Directions for this task: Check every line of the data below for the string "opening", and copy the ones that hold it.
[Start of Attachment]
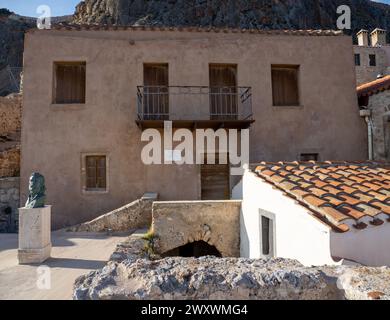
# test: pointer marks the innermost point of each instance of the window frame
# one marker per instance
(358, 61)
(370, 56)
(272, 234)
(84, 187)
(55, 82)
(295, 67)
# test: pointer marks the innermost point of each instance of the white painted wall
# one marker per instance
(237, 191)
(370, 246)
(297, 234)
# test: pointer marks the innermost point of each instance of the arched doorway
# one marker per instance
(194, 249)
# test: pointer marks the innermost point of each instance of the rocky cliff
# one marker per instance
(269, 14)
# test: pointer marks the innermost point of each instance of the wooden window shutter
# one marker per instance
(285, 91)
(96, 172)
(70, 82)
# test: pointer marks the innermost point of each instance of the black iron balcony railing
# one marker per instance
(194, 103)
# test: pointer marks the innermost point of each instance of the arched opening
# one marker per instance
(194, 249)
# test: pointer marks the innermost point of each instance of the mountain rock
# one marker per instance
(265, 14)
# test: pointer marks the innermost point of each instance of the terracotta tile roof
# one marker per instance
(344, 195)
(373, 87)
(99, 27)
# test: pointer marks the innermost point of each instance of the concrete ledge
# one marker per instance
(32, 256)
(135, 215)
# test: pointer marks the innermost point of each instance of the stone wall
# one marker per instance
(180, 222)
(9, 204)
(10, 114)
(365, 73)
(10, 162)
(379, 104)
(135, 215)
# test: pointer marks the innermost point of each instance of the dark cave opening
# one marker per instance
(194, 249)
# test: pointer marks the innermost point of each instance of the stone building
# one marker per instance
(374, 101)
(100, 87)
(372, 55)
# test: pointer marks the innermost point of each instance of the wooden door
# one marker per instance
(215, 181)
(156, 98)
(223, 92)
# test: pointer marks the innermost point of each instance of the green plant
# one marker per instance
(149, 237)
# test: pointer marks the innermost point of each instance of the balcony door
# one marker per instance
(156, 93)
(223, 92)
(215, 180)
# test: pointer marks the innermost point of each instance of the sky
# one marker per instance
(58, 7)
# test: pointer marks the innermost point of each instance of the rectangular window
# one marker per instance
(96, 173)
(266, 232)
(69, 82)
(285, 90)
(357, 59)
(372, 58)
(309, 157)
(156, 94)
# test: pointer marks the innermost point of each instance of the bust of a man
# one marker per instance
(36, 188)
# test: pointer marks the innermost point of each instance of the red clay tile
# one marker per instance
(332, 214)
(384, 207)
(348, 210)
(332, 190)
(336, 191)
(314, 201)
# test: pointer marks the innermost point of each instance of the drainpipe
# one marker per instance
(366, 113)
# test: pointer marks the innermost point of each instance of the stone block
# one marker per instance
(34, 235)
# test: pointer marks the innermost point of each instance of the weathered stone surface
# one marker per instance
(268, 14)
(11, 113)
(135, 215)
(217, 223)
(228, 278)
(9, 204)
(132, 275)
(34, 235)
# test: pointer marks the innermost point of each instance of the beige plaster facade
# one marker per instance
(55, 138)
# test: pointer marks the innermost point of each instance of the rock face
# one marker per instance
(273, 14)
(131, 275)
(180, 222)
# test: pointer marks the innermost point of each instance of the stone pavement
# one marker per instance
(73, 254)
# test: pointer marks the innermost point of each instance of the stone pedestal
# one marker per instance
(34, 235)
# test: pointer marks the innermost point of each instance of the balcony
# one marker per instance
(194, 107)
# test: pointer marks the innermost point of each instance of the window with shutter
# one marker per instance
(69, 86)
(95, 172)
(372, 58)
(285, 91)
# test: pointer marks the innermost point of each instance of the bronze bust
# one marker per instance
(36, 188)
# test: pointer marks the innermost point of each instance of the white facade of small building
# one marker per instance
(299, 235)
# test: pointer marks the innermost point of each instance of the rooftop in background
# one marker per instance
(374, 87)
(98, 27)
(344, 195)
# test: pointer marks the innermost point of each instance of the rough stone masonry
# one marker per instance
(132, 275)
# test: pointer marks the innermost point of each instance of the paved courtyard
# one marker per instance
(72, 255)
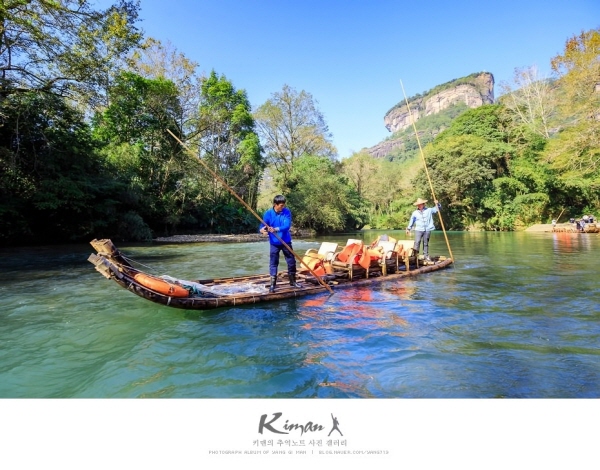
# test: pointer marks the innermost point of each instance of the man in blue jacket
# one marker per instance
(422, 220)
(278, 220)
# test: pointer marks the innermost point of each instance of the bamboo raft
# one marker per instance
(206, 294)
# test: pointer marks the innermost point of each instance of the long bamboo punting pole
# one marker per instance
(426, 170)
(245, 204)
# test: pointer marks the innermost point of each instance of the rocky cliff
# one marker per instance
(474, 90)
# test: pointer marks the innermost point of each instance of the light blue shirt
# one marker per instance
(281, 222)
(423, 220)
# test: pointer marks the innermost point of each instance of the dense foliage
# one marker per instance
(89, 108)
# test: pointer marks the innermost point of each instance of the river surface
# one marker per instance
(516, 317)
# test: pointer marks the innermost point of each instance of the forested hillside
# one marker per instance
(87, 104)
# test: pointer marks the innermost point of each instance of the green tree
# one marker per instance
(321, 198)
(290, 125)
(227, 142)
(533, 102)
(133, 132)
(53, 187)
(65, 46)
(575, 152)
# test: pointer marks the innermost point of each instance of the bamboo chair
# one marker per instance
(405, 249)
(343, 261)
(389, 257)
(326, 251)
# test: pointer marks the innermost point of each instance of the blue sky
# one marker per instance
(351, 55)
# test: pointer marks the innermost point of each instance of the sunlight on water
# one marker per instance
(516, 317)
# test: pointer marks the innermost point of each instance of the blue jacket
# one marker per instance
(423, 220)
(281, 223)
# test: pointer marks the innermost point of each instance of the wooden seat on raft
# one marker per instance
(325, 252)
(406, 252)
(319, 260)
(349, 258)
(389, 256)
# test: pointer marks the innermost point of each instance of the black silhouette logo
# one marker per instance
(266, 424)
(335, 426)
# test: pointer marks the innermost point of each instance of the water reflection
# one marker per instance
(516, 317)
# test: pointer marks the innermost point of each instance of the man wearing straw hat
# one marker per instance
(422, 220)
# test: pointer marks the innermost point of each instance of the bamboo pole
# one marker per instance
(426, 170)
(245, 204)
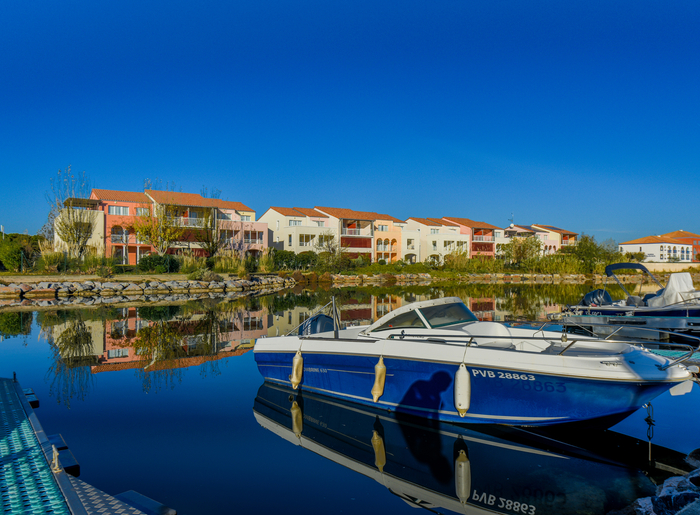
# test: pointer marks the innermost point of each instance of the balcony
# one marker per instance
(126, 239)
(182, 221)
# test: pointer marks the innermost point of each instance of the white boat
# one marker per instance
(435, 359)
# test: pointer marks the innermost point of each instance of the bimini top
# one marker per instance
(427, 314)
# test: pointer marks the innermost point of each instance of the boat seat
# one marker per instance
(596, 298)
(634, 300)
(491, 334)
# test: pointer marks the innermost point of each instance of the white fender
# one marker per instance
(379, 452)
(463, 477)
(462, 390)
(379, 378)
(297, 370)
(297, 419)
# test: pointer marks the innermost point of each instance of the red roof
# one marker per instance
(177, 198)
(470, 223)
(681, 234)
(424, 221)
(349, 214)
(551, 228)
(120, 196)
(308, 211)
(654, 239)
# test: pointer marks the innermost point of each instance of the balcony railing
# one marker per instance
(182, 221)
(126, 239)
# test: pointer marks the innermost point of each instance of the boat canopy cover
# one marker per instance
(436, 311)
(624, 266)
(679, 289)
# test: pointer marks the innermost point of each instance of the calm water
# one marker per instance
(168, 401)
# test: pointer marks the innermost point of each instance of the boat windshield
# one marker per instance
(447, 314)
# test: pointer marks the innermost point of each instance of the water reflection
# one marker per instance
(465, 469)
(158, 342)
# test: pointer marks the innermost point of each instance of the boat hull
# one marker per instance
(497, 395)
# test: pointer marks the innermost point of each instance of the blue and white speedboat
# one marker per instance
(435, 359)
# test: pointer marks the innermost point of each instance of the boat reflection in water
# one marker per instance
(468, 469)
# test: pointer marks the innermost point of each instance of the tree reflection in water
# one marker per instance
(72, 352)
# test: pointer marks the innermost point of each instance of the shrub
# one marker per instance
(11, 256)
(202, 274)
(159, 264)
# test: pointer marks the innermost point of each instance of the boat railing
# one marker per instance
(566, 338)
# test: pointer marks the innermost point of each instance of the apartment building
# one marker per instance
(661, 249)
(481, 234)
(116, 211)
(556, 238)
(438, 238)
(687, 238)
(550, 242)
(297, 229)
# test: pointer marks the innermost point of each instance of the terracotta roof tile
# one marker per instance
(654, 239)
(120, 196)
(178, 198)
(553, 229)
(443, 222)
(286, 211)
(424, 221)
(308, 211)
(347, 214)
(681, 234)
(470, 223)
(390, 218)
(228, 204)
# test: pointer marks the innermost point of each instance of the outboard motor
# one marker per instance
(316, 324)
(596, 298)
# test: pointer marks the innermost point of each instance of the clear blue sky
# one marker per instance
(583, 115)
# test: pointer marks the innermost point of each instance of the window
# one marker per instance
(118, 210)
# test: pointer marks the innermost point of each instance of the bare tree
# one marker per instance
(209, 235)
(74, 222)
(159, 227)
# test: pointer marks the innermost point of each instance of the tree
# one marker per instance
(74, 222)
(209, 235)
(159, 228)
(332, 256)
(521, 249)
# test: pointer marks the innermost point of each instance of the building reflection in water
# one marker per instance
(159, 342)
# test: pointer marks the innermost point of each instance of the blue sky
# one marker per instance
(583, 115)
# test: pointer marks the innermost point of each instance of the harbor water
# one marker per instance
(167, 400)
[End of Attachment]
[Start of Attachment]
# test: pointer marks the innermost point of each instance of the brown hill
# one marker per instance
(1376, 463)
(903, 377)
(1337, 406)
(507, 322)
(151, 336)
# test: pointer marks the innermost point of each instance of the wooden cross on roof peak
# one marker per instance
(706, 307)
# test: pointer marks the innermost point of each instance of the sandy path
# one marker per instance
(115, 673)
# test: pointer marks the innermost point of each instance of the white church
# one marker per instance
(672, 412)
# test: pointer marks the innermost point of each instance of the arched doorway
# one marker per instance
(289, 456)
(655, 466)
[End of Attachment]
Solution to the problem:
# test: pointer marks the innermost point of each instance of the arched opening
# test: pointer marks the innermost point of each instance of the dark cave opening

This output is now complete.